◆ **To do**: Pick out every line below that contains the word "blinder", and copy each one. Case matters.

++++ Supplied data

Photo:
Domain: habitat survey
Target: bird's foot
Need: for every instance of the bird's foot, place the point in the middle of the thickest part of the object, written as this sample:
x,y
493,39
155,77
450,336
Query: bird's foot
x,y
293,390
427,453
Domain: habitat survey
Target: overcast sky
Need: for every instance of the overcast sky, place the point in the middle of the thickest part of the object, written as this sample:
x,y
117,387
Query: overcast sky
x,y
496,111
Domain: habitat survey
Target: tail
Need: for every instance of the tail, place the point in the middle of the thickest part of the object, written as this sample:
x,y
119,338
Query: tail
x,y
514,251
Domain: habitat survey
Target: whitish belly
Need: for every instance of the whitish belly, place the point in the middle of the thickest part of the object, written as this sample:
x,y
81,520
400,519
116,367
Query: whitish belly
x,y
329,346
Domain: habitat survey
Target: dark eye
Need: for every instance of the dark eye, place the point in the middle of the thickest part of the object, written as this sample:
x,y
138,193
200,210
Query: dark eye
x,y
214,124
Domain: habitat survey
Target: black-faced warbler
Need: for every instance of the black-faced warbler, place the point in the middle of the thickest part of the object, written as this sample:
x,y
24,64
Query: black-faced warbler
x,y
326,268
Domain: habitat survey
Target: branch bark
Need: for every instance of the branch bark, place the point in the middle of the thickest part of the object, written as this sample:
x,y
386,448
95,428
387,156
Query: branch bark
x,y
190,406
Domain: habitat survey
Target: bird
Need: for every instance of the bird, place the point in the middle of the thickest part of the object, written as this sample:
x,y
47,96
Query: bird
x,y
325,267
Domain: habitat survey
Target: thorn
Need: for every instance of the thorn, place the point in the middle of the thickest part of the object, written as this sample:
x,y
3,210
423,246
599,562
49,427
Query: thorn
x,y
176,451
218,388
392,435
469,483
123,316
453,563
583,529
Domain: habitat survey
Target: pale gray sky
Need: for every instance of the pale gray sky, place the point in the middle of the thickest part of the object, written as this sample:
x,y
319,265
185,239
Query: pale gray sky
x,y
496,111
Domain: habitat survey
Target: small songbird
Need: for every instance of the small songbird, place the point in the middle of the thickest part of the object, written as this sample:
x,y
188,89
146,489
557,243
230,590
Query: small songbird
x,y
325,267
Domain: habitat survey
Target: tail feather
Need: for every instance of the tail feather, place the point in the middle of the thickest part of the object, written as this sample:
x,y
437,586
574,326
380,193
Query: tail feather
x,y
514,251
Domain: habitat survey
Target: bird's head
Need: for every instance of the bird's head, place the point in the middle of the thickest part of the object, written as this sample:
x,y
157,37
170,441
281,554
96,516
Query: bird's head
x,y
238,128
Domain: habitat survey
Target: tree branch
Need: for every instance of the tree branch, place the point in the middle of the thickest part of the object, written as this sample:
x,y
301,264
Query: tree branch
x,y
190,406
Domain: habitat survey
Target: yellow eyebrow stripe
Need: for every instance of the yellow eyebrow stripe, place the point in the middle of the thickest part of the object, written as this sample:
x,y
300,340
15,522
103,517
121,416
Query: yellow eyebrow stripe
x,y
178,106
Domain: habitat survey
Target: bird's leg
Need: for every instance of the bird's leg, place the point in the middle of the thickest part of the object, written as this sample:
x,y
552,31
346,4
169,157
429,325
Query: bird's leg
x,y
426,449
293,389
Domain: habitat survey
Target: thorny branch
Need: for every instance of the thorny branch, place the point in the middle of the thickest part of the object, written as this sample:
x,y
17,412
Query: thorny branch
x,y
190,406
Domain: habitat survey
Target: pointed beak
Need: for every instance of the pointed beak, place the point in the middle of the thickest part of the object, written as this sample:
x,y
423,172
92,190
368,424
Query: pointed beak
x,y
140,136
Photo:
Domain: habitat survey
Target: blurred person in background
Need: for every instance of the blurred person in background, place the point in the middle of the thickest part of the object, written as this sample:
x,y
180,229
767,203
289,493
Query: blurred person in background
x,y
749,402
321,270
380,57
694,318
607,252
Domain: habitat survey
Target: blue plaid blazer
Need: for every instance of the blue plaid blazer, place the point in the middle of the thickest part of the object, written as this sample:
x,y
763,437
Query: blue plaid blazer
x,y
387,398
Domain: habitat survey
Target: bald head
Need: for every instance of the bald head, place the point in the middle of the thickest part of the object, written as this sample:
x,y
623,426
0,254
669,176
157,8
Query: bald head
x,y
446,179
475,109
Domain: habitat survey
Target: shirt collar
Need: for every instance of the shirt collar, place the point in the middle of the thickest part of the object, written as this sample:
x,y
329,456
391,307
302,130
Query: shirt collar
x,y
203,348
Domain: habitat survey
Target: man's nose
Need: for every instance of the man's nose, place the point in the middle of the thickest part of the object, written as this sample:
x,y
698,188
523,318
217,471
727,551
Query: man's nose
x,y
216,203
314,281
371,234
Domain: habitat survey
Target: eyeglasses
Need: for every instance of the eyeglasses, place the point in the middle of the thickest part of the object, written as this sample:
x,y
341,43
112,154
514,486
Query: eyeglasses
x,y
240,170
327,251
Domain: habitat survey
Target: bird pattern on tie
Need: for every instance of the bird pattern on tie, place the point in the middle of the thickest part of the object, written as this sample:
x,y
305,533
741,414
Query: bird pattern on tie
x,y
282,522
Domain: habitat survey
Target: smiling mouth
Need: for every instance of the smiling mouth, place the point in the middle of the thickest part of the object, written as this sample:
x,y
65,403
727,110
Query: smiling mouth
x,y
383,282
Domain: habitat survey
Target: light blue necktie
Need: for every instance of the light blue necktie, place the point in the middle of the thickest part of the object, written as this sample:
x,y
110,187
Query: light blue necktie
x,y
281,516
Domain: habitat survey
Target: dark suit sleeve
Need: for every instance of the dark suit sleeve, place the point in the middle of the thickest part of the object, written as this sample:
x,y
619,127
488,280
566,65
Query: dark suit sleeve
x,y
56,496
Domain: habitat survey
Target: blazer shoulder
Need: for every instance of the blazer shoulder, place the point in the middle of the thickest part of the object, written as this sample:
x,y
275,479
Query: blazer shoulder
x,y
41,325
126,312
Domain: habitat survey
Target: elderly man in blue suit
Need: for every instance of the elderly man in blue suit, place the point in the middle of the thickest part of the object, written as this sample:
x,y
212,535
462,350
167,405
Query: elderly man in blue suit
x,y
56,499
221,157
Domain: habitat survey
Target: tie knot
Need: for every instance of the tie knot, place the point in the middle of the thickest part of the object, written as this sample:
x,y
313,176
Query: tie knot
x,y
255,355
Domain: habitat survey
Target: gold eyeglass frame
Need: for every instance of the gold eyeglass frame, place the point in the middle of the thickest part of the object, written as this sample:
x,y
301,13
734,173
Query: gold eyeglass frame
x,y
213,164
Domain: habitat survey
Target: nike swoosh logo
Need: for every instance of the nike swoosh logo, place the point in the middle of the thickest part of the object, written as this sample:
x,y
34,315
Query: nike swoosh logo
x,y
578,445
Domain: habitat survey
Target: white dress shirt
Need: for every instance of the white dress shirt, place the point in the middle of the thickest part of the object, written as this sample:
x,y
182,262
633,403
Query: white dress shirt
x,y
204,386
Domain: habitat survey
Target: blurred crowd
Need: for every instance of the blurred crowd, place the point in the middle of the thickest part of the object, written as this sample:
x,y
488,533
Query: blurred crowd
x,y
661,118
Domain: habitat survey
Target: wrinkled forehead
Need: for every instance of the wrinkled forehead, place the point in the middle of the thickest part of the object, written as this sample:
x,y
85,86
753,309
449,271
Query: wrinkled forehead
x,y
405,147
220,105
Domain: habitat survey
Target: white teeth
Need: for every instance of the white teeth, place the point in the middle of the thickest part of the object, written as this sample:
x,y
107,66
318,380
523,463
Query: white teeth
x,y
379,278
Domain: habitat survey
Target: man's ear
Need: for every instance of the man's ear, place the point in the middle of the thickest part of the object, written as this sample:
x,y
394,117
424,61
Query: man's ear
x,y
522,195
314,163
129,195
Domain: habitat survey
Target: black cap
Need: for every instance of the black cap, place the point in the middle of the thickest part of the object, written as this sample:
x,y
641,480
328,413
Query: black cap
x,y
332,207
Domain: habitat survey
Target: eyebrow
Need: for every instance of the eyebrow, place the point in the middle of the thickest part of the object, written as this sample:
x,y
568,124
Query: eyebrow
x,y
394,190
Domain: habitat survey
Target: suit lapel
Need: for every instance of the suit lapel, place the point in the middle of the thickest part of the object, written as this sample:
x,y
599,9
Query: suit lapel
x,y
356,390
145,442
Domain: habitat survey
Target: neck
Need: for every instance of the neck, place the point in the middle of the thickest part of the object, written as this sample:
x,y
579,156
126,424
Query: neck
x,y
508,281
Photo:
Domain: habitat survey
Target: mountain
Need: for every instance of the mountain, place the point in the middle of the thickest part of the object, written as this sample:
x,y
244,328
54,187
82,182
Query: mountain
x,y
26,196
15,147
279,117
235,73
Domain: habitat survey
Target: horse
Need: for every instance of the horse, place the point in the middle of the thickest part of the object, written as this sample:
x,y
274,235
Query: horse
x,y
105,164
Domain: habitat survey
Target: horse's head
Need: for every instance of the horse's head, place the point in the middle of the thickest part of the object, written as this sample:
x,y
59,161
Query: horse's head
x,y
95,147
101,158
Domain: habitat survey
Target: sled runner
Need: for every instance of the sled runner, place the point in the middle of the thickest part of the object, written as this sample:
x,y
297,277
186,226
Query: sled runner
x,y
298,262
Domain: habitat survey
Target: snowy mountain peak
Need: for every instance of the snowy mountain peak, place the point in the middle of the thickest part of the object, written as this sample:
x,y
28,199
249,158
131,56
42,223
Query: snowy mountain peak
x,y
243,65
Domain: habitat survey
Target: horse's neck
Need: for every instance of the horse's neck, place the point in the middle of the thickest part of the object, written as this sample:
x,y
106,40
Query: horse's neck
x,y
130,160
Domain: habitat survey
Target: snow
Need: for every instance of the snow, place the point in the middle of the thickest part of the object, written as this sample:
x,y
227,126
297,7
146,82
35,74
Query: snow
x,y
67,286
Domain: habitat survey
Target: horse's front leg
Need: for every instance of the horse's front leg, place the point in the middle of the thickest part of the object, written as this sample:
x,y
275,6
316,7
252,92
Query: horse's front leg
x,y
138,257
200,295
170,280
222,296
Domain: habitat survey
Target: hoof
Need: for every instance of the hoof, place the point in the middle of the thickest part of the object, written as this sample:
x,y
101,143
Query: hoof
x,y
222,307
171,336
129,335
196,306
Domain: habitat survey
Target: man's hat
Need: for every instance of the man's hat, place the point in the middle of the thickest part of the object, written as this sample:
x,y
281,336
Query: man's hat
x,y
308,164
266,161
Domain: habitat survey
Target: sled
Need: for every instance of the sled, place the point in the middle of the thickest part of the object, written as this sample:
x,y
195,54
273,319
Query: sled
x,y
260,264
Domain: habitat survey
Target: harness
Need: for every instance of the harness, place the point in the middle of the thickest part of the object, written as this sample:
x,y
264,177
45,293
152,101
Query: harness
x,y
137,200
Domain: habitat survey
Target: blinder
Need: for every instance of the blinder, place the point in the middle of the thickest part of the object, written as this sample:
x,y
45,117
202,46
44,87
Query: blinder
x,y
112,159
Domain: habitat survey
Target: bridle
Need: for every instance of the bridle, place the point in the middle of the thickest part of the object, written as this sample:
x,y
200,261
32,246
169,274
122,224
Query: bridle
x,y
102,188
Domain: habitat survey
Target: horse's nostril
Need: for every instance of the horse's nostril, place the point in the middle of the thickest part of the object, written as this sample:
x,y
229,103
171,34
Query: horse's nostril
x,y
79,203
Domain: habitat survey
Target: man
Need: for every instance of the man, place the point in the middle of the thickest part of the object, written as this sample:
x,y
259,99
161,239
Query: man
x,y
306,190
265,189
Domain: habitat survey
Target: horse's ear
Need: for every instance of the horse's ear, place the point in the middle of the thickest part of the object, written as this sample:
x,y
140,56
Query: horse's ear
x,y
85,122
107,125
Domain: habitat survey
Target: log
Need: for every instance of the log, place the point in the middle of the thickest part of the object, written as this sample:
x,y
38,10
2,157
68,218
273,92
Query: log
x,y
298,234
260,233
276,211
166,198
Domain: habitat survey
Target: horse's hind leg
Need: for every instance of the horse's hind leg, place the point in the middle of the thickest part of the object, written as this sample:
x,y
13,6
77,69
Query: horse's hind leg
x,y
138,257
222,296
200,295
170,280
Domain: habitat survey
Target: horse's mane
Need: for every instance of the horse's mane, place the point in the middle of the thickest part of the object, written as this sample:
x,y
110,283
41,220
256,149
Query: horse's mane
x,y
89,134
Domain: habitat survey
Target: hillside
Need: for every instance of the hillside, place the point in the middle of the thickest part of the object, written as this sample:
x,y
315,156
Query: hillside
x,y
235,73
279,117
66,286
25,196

++++++++

◆ **Response to this task**:
Target: blinder
Need: for every instance of the blinder, place the point in the middle of the thickest part of the object, written as this sample:
Query: blinder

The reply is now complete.